Written instruction: Which lines in the data below contain the string "obelisk"? Report each such line in full.

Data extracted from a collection
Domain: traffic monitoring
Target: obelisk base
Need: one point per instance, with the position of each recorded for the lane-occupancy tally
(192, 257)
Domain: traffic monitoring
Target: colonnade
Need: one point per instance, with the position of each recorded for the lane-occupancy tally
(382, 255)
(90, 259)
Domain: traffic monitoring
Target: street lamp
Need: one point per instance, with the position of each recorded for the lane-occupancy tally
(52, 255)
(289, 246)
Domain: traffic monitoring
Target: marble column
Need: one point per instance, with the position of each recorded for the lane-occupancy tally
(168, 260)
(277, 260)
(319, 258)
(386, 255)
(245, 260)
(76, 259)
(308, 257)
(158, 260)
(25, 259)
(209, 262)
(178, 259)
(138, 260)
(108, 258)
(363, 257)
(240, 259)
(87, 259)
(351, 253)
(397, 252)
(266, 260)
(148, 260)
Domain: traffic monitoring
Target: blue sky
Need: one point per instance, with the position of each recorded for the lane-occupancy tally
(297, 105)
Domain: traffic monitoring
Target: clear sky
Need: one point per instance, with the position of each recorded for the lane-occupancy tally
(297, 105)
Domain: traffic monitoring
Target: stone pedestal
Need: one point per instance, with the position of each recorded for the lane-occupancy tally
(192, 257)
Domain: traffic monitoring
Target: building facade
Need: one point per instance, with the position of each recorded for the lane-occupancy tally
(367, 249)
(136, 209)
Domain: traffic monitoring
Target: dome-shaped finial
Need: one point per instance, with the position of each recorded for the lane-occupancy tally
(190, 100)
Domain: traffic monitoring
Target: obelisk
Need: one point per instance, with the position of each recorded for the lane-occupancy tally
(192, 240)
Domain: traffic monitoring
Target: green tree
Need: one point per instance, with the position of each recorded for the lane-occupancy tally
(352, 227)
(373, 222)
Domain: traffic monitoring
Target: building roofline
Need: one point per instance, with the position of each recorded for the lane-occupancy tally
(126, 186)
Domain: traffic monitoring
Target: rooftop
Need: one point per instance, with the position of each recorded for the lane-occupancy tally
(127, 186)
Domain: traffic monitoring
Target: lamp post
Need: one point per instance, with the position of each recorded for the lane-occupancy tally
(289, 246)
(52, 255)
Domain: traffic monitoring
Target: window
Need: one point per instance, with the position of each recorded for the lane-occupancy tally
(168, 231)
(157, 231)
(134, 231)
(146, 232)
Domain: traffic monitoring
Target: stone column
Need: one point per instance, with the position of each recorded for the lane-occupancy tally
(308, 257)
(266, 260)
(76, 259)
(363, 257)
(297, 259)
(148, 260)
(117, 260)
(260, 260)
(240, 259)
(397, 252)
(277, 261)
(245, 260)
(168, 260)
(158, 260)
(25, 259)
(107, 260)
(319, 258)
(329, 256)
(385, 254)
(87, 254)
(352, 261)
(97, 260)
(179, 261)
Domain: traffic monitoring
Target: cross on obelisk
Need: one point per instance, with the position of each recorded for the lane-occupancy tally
* * *
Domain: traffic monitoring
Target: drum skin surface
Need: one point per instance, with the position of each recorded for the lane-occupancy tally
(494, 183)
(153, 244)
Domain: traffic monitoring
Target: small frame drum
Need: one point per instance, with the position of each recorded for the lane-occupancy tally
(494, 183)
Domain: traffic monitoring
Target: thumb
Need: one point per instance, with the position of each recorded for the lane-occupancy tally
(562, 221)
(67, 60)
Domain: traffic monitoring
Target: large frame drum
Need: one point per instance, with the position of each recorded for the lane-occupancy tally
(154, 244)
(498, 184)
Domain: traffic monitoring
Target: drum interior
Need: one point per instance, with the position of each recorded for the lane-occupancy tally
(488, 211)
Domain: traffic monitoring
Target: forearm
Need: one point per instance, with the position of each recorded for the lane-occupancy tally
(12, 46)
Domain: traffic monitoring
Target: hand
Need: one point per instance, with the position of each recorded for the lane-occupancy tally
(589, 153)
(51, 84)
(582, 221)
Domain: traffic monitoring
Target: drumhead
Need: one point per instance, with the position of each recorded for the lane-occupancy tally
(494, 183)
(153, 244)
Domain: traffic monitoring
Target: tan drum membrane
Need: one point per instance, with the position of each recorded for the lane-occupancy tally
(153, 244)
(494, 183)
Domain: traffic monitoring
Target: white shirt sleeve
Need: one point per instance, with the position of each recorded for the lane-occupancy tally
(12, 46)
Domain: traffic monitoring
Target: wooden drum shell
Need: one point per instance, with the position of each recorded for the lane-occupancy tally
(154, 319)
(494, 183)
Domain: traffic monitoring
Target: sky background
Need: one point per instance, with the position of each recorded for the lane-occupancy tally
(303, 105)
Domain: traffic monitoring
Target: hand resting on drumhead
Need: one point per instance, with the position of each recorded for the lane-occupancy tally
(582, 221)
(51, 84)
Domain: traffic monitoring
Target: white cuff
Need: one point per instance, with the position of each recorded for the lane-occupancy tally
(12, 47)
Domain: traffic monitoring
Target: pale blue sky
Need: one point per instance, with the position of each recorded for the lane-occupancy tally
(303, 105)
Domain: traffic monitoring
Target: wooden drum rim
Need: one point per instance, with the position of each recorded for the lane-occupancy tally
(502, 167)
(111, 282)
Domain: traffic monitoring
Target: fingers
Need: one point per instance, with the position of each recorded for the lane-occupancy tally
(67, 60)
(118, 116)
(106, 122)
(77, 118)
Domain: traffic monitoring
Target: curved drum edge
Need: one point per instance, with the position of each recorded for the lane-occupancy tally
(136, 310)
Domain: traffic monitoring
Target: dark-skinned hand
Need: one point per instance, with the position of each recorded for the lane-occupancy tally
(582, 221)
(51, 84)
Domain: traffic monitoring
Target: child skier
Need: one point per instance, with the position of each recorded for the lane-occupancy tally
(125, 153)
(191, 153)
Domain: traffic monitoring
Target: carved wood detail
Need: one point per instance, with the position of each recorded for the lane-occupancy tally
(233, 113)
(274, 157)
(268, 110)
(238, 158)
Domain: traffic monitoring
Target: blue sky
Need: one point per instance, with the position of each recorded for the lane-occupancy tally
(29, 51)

Exercise result:
Target: obelisk base
Target: obelisk
Target: cross on obelisk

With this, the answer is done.